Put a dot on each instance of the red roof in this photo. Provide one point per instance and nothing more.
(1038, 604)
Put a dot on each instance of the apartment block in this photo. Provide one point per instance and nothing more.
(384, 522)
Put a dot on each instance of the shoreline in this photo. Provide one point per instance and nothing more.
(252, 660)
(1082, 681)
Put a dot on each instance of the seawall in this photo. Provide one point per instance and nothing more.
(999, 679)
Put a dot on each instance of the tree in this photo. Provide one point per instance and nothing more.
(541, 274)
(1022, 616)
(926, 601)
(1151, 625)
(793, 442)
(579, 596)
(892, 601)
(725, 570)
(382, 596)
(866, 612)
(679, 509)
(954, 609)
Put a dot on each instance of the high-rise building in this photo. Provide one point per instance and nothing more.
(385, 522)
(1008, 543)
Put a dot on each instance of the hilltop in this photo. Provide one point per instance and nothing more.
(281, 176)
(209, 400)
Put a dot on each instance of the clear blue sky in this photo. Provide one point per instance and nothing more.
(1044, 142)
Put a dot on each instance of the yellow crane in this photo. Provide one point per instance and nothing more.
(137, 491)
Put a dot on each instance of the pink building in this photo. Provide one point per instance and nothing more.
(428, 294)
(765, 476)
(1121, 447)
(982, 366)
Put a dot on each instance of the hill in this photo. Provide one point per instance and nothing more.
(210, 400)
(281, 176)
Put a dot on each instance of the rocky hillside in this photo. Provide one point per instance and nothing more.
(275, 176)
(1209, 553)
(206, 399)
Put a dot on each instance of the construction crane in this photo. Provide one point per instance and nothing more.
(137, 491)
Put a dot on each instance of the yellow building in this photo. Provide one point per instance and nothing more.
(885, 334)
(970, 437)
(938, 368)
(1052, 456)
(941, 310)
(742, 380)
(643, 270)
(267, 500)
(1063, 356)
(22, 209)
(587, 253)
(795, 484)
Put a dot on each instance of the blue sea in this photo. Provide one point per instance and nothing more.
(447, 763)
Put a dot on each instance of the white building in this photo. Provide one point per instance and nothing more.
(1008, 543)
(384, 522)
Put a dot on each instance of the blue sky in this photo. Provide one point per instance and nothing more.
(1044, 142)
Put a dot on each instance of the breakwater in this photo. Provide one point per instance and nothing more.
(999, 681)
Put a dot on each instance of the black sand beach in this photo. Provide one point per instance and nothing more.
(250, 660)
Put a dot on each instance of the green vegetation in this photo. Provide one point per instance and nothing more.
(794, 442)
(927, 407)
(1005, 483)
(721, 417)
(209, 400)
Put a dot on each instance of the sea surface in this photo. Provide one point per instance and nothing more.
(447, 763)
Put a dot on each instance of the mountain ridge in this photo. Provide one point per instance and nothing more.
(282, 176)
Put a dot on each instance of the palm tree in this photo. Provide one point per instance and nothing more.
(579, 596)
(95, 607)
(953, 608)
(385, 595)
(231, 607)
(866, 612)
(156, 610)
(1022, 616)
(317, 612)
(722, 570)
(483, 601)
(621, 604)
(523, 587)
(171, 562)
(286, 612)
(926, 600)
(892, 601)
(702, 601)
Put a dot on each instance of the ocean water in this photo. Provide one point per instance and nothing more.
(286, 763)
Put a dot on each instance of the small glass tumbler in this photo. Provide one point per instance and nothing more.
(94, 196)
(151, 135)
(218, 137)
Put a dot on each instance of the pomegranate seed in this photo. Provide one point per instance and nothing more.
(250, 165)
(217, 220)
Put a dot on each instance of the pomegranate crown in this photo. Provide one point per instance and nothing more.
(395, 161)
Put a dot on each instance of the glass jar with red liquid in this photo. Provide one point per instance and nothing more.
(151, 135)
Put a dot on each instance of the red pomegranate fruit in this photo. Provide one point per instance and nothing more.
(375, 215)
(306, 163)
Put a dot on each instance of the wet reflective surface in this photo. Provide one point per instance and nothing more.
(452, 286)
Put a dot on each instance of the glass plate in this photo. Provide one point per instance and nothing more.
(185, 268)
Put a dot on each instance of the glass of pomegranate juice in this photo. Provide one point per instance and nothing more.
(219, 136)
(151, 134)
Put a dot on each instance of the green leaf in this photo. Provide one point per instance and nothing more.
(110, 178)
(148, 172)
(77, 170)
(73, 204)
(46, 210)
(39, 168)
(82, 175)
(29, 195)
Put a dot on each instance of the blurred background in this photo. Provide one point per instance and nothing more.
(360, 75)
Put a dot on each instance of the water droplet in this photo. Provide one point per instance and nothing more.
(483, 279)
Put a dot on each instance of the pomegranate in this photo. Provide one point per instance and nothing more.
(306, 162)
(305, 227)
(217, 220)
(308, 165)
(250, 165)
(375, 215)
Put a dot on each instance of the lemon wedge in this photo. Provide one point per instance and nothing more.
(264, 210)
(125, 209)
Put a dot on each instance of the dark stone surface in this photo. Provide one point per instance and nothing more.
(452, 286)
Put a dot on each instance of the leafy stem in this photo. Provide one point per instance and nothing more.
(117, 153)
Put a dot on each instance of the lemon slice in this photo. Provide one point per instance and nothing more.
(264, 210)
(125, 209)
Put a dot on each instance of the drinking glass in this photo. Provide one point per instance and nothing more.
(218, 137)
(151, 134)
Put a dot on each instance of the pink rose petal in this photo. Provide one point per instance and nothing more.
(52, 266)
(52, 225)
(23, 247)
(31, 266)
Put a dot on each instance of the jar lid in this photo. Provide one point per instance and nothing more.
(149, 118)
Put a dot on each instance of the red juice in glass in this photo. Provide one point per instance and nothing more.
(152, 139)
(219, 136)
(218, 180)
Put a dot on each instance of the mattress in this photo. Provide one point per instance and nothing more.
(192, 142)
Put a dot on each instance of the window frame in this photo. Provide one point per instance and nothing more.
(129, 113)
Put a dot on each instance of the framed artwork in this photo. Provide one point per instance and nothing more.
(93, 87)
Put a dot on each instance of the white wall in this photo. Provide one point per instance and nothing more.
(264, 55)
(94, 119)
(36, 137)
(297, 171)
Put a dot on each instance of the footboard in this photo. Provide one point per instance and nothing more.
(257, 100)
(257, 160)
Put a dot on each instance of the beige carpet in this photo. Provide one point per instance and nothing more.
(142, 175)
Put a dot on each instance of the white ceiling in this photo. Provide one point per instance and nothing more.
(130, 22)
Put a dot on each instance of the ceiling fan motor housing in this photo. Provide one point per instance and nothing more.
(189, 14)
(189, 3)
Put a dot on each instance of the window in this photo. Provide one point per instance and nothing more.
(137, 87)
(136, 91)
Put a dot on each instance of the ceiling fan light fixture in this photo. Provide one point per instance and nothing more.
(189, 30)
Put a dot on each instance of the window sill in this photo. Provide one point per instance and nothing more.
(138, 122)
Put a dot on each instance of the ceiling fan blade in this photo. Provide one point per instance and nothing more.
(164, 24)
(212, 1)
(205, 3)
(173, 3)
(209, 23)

● ACTIVITY:
Print every record above exactly as it stands.

● SOLUTION TO THE PROBLEM:
Put a dot on each instance of the red roof in this photo. Provide one point per instance and nothing more.
(1038, 604)
Put a dot on each instance of the apartment block in this photo. Provide one point per instance and nothing more.
(384, 522)
Put a dot on each instance of the shoreline in this photo. Provide one point per instance and nothing more.
(252, 660)
(1082, 681)
Put a dot on each instance of the seawall in this photo. Provide one point per instance and nothing more.
(999, 679)
Put a dot on each instance of the tree in this photo. Provide one point per instance and nothing more.
(541, 274)
(1022, 616)
(926, 601)
(1151, 625)
(793, 442)
(579, 596)
(892, 601)
(725, 570)
(382, 596)
(866, 612)
(679, 509)
(954, 609)
Put a dot on each instance of the high-rise building in this photo. Provide one point per instance and nothing more.
(385, 522)
(1008, 543)
Put a dot on each instance of the hilltop in this photo. Provide one point per instance and nothing more.
(281, 176)
(209, 400)
Put a dot on each instance of the clear blue sky in this photo. Provide one point per instance and nothing more.
(1044, 142)
Put a dot on each instance of the yellow crane in this photo. Provide one point per instance and nothing more.
(137, 491)
Put a dot on each instance of the pink building in this photo. Provide one point per instance and nothing more.
(428, 294)
(765, 476)
(1121, 447)
(982, 366)
Put a dot on each instance of the hill in this photo. Provide one point per instance and nothing more.
(210, 400)
(281, 176)
Put a dot on each instance of the rocky hillside in this photo. Provide one point per instance and nothing more.
(275, 176)
(1209, 553)
(206, 399)
Put a dot on each instance of the construction crane in this photo. Provide one point per instance and nothing more.
(137, 491)
Put a dot on each instance of the yellow building in this photo. Provide one point per instance and nothing more.
(885, 334)
(970, 437)
(938, 368)
(1052, 456)
(941, 310)
(742, 380)
(643, 270)
(267, 500)
(1063, 356)
(22, 209)
(587, 253)
(795, 484)
Put a dot on each instance of the blue sea in this photo. Provide one point per instance and nothing more.
(447, 763)
Put a dot on each instance of the white building in this photo. Provide one point per instance and nothing more.
(1008, 543)
(384, 522)
Put a dot on each instance of the blue sky in this photo. Provide one point per instance and nothing more.
(1044, 142)
Put a dot on each instance of the breakwater in this photo. Provide one point per instance and nothing more.
(999, 681)
Put a dot on each instance of the black sand beach in this photo. Provide one point per instance and nothing more.
(250, 660)
Put a dot on each instance of the green vegetation in this photo. Provide one point per instance and nothing more.
(794, 442)
(927, 407)
(1005, 483)
(721, 417)
(209, 400)
Put a dot on each instance of the sea surface in this photo. Provide one point per instance and nothing more.
(447, 763)
Put a dot on each instance of the mountain ridge in this photo. Provide one point per instance and nothing more.
(282, 176)
Put a dot on each instance of the palm tree in this photo. Provide one point per instance and nothing more.
(579, 596)
(95, 607)
(953, 608)
(385, 595)
(231, 607)
(866, 612)
(156, 610)
(1022, 616)
(317, 612)
(722, 570)
(483, 601)
(621, 604)
(523, 587)
(171, 562)
(286, 612)
(926, 600)
(892, 601)
(702, 601)
Put a dot on each instance of the ocean water in this photo. Provide one point per instance and nothing more.
(286, 763)
Put a dot on each instance of the small glass tumbler in this photo. Provide one point per instance and nothing more.
(94, 196)
(151, 135)
(218, 137)
Put a dot on each instance of the pomegranate seed in this photo. Provide one point per instance and nothing more.
(250, 165)
(217, 220)
Put a dot on each instance of the pomegranate crown in this photo. Provide one point per instance and nothing more.
(395, 161)
Put a dot on each instance of the glass jar with red liquid in this photo. Provide one point per instance and nothing more.
(151, 135)
Put a dot on each instance of the red pomegranate fruit in this photo. Provide one point per instance and nothing more.
(375, 215)
(306, 163)
Put a dot on each instance of the wet reflective surface in this photo. Provide one point per instance and nothing more.
(452, 286)
Put a dot on each instance of the glass plate in this photo. Provide one point per instance and nothing more.
(185, 268)
Put a dot on each instance of the glass of pomegranate juice in this photo. Provide one point per instance and nothing more.
(219, 136)
(151, 134)
Put a dot on each instance of the green leaf in this photo. Provide one point per instance and nothing more.
(110, 178)
(148, 172)
(77, 170)
(73, 204)
(46, 210)
(39, 168)
(82, 175)
(29, 195)
Put a dot on each instance of the blurred background in this photo. Provide one point per instance and nothing more.
(360, 75)
Put a dot on each instance of the water droplet in this photo. Provide one point per instance and nothing more.
(483, 279)
Put a dot on each instance of the pomegranate in this photo. Provide one point per instance and nothing more.
(306, 162)
(305, 227)
(217, 220)
(308, 165)
(250, 165)
(375, 215)
Put a dot on each instance of the lemon wedge in this photo. Provide one point per instance and nothing more.
(264, 210)
(125, 209)
Put a dot on each instance of the dark stone surface in this photo. Provide one point per instance and nothing more.
(452, 286)
Put a dot on each instance of the leafy stem in this photo. Provide one point per instance and nothing more.
(117, 153)
Put a dot on each instance of the lemon slice in this photo. Provide one point per instance and nothing more.
(264, 210)
(125, 209)
Put a dot on each instance of the drinking glass in this photo. Provide one point per instance and nothing more.
(218, 137)
(151, 134)
Put a dot on each instance of the pink rose petal in this photo. Provide one point per instance and nothing more.
(52, 266)
(52, 225)
(23, 247)
(31, 266)
Put a dot on each instance of the jar lid in this photo. Provide one point per instance and nothing more.
(149, 118)
Put a dot on each instance of the red juice in glass in this photo. Provide one point per instance and nothing more.
(152, 139)
(219, 136)
(218, 180)
Put a dot on each instance of the mattress in this photo. Provide one point per instance and nothing more.
(192, 142)
Put a dot on each instance of the window frame in this photo. Provide one point per instance and nothing more.
(129, 113)
Put a dot on each instance of the framed artwork in this photo. Provide one point per instance and nothing more.
(93, 87)
Put a dot on each instance of the white wall in this photo. Provide one point per instance and nothing more.
(264, 55)
(94, 119)
(36, 137)
(297, 171)
Put a dot on each instance of the footboard in this photo. Provide one point per instance and nothing more.
(257, 100)
(257, 160)
Put a dot on each instance of the beige carpet in this photo. Provide one point per instance and nothing more.
(142, 175)
Put a dot on each instance of the white ceiling in this photo. Provide one point per instance and nothing more.
(130, 22)
Put a dot on each instance of the ceiling fan motor housing in this photo. Provide one point per instance and nothing more.
(189, 14)
(189, 3)
Put a dot on each instance of the window in this photo. Provide one point per instance and nothing more.
(137, 87)
(136, 91)
Put a dot on each instance of the ceiling fan light fixture in this photo. Provide one point per instance and nothing more.
(189, 30)
Put a dot on each instance of the window sill in this photo. Provide one point per instance and nothing more.
(138, 122)
Put a dot on each instance of the ceiling fan blade in this photo. Provide one point per instance and nothing more.
(164, 24)
(212, 1)
(205, 3)
(173, 3)
(209, 23)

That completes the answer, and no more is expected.